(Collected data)
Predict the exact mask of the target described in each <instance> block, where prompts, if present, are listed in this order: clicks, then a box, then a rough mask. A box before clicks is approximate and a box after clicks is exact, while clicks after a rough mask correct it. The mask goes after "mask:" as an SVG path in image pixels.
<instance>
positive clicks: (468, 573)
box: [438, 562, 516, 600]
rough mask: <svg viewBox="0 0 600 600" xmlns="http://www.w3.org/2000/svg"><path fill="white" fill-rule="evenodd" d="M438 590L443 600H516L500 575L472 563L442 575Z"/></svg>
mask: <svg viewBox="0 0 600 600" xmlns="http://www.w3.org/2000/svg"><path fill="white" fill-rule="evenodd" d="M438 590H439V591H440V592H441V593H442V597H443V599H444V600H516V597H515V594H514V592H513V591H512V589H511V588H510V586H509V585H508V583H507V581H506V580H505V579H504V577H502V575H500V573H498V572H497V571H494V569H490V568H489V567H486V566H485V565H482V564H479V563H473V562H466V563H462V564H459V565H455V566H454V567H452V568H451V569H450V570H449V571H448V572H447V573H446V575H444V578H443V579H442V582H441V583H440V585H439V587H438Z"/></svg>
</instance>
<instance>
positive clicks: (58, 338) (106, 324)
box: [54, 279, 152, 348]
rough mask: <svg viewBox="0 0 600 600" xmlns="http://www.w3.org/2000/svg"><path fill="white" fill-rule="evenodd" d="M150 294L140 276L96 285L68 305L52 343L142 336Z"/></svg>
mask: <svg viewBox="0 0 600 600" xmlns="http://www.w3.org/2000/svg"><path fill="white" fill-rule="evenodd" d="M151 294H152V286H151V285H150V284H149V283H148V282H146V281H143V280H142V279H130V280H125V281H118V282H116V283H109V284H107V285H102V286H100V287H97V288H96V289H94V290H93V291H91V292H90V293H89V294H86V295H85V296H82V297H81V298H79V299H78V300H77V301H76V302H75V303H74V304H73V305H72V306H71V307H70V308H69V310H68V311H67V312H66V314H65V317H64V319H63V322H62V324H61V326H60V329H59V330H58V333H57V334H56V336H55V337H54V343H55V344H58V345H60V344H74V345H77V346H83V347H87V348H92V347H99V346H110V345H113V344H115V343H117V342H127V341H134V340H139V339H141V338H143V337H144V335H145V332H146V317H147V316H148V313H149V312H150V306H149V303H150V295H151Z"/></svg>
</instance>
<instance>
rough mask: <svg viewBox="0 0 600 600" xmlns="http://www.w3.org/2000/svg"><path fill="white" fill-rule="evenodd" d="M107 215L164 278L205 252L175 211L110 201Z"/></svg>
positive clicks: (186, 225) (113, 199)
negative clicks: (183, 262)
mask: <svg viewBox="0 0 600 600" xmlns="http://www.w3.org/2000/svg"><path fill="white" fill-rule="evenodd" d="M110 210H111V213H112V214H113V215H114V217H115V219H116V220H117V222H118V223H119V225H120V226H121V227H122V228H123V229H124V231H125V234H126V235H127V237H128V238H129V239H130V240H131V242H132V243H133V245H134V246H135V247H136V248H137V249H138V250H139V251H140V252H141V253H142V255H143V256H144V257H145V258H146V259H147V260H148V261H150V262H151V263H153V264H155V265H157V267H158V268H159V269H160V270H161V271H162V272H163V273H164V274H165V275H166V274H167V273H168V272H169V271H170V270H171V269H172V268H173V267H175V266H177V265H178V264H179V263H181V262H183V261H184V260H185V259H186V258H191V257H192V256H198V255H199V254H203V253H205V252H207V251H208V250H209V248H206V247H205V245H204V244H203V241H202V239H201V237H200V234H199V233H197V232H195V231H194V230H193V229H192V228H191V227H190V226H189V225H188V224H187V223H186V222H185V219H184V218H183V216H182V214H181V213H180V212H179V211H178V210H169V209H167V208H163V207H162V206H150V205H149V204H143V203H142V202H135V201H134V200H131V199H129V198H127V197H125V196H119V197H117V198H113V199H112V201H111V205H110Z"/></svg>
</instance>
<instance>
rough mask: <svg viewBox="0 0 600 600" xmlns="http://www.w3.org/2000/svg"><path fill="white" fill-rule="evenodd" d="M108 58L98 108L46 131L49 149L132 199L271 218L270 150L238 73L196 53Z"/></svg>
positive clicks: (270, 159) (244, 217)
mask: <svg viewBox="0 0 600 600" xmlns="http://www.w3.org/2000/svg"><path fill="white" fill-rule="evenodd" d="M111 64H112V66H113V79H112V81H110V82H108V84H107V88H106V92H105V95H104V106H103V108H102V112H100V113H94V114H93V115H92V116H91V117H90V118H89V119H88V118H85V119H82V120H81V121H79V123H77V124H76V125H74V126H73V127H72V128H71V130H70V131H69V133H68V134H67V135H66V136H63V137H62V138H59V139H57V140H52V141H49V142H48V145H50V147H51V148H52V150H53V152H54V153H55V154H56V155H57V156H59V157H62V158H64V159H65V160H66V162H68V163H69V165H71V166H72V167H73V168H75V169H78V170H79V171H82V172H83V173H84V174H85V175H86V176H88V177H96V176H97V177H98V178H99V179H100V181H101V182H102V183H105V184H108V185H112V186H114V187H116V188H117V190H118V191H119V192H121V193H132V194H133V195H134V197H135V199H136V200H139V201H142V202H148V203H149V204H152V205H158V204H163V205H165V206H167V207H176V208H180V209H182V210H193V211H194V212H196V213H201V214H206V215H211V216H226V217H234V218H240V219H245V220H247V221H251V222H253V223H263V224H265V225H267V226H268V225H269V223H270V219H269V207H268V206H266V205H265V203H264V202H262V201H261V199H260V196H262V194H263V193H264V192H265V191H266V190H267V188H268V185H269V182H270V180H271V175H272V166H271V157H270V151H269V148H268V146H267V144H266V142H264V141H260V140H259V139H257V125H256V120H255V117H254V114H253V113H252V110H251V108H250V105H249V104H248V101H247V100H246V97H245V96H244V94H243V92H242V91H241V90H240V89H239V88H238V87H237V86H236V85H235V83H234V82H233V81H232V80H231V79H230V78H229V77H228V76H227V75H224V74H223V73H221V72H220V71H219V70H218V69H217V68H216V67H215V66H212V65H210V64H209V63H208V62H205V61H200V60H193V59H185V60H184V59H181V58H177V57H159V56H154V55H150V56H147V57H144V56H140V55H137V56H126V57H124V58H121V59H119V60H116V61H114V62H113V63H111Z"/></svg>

### REQUIREMENT
Go through the entries above and write each one out exactly.

### EXERCISE SOLUTION
Predict the exact mask of the target described in each <instance> block, where prompts, if present, are listed in this order: clicks, then a box, then a rough mask. A box before clicks is approximate and a box after clicks is exact, while clicks after a rough mask correct it. The mask goes after "mask:" as an SVG path in image pixels.
<instance>
positive clicks: (468, 573)
box: [438, 562, 516, 600]
rough mask: <svg viewBox="0 0 600 600" xmlns="http://www.w3.org/2000/svg"><path fill="white" fill-rule="evenodd" d="M438 590L443 600H516L500 575L472 563L442 575Z"/></svg>
mask: <svg viewBox="0 0 600 600" xmlns="http://www.w3.org/2000/svg"><path fill="white" fill-rule="evenodd" d="M438 590H439V591H440V592H441V593H442V597H443V599H444V600H516V597H515V594H514V592H513V591H512V589H511V588H510V586H509V585H508V583H507V581H506V580H505V579H504V577H502V575H500V573H498V572H497V571H494V569H490V568H489V567H486V566H485V565H482V564H479V563H473V562H466V563H462V564H459V565H455V566H454V567H452V568H451V569H450V570H449V571H448V572H447V573H446V575H444V578H443V579H442V582H441V583H440V585H439V587H438Z"/></svg>
</instance>
<instance>
positive clicks: (58, 338) (106, 324)
box: [54, 279, 152, 348]
rough mask: <svg viewBox="0 0 600 600" xmlns="http://www.w3.org/2000/svg"><path fill="white" fill-rule="evenodd" d="M150 294L140 276L96 285L68 305L52 343L142 336Z"/></svg>
mask: <svg viewBox="0 0 600 600" xmlns="http://www.w3.org/2000/svg"><path fill="white" fill-rule="evenodd" d="M151 294H152V286H151V285H150V284H149V283H148V282H146V281H143V280H142V279H130V280H125V281H118V282H116V283H109V284H107V285H102V286H100V287H97V288H96V289H94V290H93V291H91V292H90V293H89V294H86V295H85V296H82V297H81V298H79V299H78V300H77V301H76V302H75V303H74V304H73V305H72V306H71V307H70V308H69V310H68V311H67V312H66V314H65V317H64V319H63V322H62V324H61V326H60V329H59V330H58V333H57V334H56V336H55V337H54V343H55V344H58V345H60V344H74V345H77V346H83V347H87V348H92V347H99V346H110V345H113V344H115V343H117V342H127V341H134V340H139V339H141V338H143V337H144V335H145V332H146V317H147V316H148V313H149V312H150V306H149V303H150V295H151Z"/></svg>
</instance>
<instance>
rough mask: <svg viewBox="0 0 600 600" xmlns="http://www.w3.org/2000/svg"><path fill="white" fill-rule="evenodd" d="M107 215L164 278L205 252L175 211L110 201Z"/></svg>
positive clicks: (186, 225) (113, 199)
negative clicks: (183, 262)
mask: <svg viewBox="0 0 600 600" xmlns="http://www.w3.org/2000/svg"><path fill="white" fill-rule="evenodd" d="M110 210H111V213H112V214H113V215H114V217H115V219H116V220H117V222H118V223H119V225H120V226H121V227H122V228H123V229H124V231H125V234H126V235H127V237H128V238H129V239H130V240H131V242H132V243H133V245H134V246H135V247H136V248H137V249H138V250H139V251H140V252H141V253H142V255H143V256H144V257H145V258H146V259H147V260H148V261H150V262H151V263H153V264H155V265H157V267H158V268H159V269H160V270H161V271H162V272H163V273H164V274H165V275H166V274H167V273H168V272H169V271H170V270H171V269H172V268H173V267H175V266H177V265H178V264H179V263H181V262H183V261H184V260H185V259H186V258H191V257H192V256H198V255H199V254H203V253H205V252H207V251H208V250H209V248H206V247H205V245H204V244H203V241H202V239H201V237H200V234H199V233H197V232H195V231H194V230H193V229H192V228H191V227H190V226H189V225H188V224H187V223H186V222H185V219H184V218H183V216H182V214H181V213H180V212H179V211H178V210H169V209H167V208H163V207H162V206H150V205H149V204H143V203H142V202H135V201H134V200H131V199H129V198H127V197H125V196H119V197H117V198H113V199H112V201H111V205H110Z"/></svg>
</instance>
<instance>
rough mask: <svg viewBox="0 0 600 600" xmlns="http://www.w3.org/2000/svg"><path fill="white" fill-rule="evenodd" d="M108 58L98 108L46 131L49 149L132 199L271 218L270 150L238 73L196 53Z"/></svg>
positive clicks: (270, 159) (244, 217)
mask: <svg viewBox="0 0 600 600" xmlns="http://www.w3.org/2000/svg"><path fill="white" fill-rule="evenodd" d="M111 64H112V66H113V79H112V81H110V82H108V84H107V88H106V92H105V95H104V106H103V108H102V112H100V113H94V114H93V115H92V116H91V117H90V118H89V119H88V118H85V119H82V120H81V121H79V123H77V124H76V125H74V126H73V127H72V128H71V130H70V131H69V133H68V134H67V135H66V136H63V137H62V138H59V139H57V140H52V141H49V142H48V145H50V147H51V148H52V150H53V152H54V153H55V154H56V155H57V156H59V157H62V158H64V159H65V160H66V162H68V163H69V165H71V166H72V167H73V168H75V169H78V170H79V171H82V172H83V173H84V174H85V175H86V176H88V177H96V176H97V177H98V178H99V179H100V181H101V182H102V183H105V184H108V185H112V186H114V187H116V188H117V190H118V191H119V192H121V193H132V194H133V195H134V197H135V199H136V200H139V201H142V202H148V203H149V204H152V205H158V204H163V205H165V206H167V207H176V208H180V209H182V210H193V211H194V212H196V213H201V214H206V215H211V216H226V217H234V218H240V219H245V220H247V221H251V222H253V223H263V224H265V225H267V226H268V225H269V223H270V219H269V207H268V206H266V205H265V203H264V202H262V201H261V199H260V196H262V194H263V193H264V192H265V191H266V190H267V188H268V185H269V182H270V180H271V175H272V166H271V157H270V151H269V148H268V146H267V144H266V142H264V141H260V140H259V139H257V125H256V120H255V117H254V114H253V113H252V110H251V108H250V105H249V104H248V101H247V100H246V97H245V96H244V94H243V92H242V91H241V90H240V89H239V88H238V87H237V86H236V85H235V83H234V82H233V81H232V80H231V79H230V78H229V77H228V76H227V75H224V74H223V73H221V72H220V71H219V70H218V69H217V68H216V67H215V66H212V65H210V64H209V63H208V62H205V61H200V60H193V59H185V60H184V59H181V58H177V57H159V56H154V55H150V56H147V57H144V56H140V55H137V56H126V57H124V58H121V59H119V60H116V61H114V62H113V63H111Z"/></svg>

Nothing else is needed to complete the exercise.